[Explorer le contenu]:
[A] Répondez à ces questions à l'aide de l'article sur le remaniement :
(i) Quel jour de la semaine le Président est-il passé au JT ?
(ii) Au nom de quelles valeurs le mouvement des pays arabes s'est-il accompli, selon le Président ?
(iii) Quelle solution le Président propose-t-il face aux risques pour l'Europe ?
[B] Donnez toutes les personnes nommées dans l'article sur le remaniement.
[C] Continuez l'article sur le remaniement annoncé par Sarkozy, à partir de sa dernière phrase.

[Article]:

Sarkozy remanie sous la dictée… par Philippe Cohen

 

 

  • Philippe Cohen – Marianne

clip_image001Ah la la, quel métier que le métier de Président ! Être obligé de se coltiner un JT le dimanche soir – une première dans l’histoire de la V° République, non ? – et tout ça pour annoncer quoi ? Un remaniement qui se veut minimaliste, mais qui, en réalité, marque un échec pesant du Président. 
Il l’a joué « historique ». Le Président a enrobé l’annonce d’un remaniement réalisé dans l’urgence en invoquant le « changement historique » que constitue la révolution arabe (voir le texte intégral de l’allocation ci-dessous). Après avoir rappelé que toutes les démocraties avaient développé des relations avec des dictatures qui constituaient des « remparts contre le terrorisme et le fondamentalisme religieux ». « Nous ne devons pas avoir peur » a ajouté le Président comme s’il voulait reprendre la fameuse antienne de Jean-Paul II, précisant que le mouvement qui touche les pays arabes s’est accompli « au nom des valeurs qui nous sont les plus proches, les droits de l’homme et la démocratie ». Le Président a tenté de préciser la ligne de crête difficile entre une « ingérence qui ne serait pas acceptée » et une « indifférence qui serait une faute politique ». On aurait aimé que cette analyse judicieuse eut dictée la politique de la France depuis deux mois…

Enfin, Nicolas Sarkozy a tenté de montrer en quoi le destin des peuples arabes pouvait avoir des conséquences dramatiques en Europe s’il arrivait que de nouvelles dictatures s’imposent dans ces pays, évoquant même les flux migratoires souvent brandis par Marine Le Pen. Sauf que la solution proposée, le retour en grâce de l’Union pour la Méditerranée, chère à son conseiller spécial Henri Guaino, apparaît très en deçà de la main, compte tenu du bilan très modeste de cette initiative et du peu d’enthousiasme de nos partenaires européens, et notamment de l’Allemagne sur ce sujet.

[Informations extraites]:
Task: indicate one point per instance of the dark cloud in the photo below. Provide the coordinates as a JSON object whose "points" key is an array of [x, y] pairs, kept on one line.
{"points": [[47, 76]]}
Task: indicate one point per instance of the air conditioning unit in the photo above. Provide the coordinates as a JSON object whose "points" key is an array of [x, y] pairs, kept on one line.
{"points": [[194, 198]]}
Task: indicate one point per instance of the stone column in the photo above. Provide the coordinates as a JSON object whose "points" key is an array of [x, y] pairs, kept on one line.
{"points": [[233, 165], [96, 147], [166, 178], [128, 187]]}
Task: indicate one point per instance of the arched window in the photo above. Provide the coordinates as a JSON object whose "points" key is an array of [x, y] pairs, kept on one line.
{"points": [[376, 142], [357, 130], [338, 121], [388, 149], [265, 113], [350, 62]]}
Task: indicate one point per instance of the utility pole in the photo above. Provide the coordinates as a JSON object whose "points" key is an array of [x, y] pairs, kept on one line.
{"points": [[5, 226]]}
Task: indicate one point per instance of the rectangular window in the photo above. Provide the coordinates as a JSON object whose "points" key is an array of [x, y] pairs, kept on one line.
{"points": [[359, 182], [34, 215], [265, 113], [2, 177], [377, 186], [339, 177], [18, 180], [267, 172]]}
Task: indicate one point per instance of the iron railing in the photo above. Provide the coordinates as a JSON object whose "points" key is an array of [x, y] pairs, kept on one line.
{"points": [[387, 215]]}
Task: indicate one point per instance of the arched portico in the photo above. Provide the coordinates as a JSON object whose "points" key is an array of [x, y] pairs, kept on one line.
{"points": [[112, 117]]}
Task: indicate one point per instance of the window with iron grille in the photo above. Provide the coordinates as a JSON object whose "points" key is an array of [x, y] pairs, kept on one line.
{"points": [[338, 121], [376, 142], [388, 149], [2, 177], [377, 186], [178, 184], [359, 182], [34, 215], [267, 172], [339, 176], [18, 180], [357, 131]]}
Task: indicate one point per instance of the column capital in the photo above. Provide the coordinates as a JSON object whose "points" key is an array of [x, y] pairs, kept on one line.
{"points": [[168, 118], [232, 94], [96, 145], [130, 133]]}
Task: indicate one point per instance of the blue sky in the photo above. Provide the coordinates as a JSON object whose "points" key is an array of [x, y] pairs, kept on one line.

[Réponses]:
[A]
(i) Le dimanche soir.
(ii) Au nom des droits de l'homme et de la démocratie.
(iii) Le retour en grâce de l'Union pour la Méditerranée.

[B] Philippe Cohen, Nicolas Sarkozy, Jean-Paul II, Marine Le Pen, Henri Guaino

[C]
Si le Président a voulu ancrer sa décision dans la Grande Histoire, il n’est pas interdit, bien entendu de resituer ce remaniement dans la petite histoire du sarkozysme. On ne reviendra pas ici sur tout ce que tous les analystes ont bien décrypté cette semaine : la faillite de la politique étrangère française, l’incompétence et l’inexpérience du Président, son mépris des diplomates, sa façon de jouer la com à tout propos, son mercantilisme exacerbé ont bien affaibli une organisation internationale façonnée par des siècles de diplomatie. Au-delà de cet échec très lourd qui surgit au moment où le Président voulait se concentrer sur ce qu’il considérait comme son point fort, la politique internationale, avec la présidence du G20, le remaniement marque une étrange défaite présidentielle.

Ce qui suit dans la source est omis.